## The task
Show each line of the data below that contains the string "helicopter".

## Given data
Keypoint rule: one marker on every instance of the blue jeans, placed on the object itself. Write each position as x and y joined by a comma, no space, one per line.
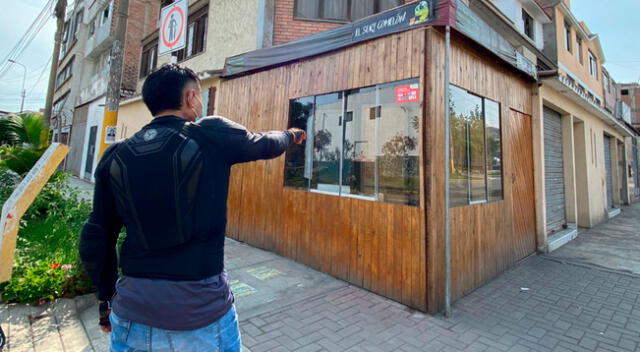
--
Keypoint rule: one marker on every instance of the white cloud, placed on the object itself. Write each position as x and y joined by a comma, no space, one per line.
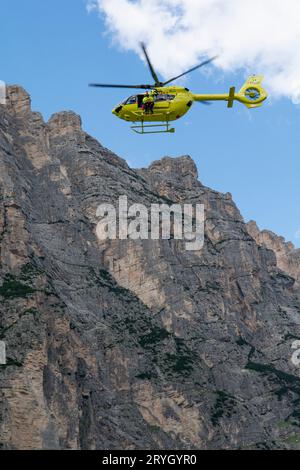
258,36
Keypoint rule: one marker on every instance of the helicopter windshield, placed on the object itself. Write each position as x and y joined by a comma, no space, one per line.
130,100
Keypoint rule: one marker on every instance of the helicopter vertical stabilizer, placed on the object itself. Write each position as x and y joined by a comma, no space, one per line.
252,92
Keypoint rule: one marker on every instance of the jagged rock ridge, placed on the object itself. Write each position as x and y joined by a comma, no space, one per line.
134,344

## Correct result
Keypoint rule: one marker on every instance of the helicopter windshield, placed on the object itself. Write each position as x and y joined by a comma, no space, one per line.
Keypoint rule: one marker on every instance of the helicopter vertical stabilizer, placed on the object itself. Write each position as x and y joined by a comma, no space, one per line.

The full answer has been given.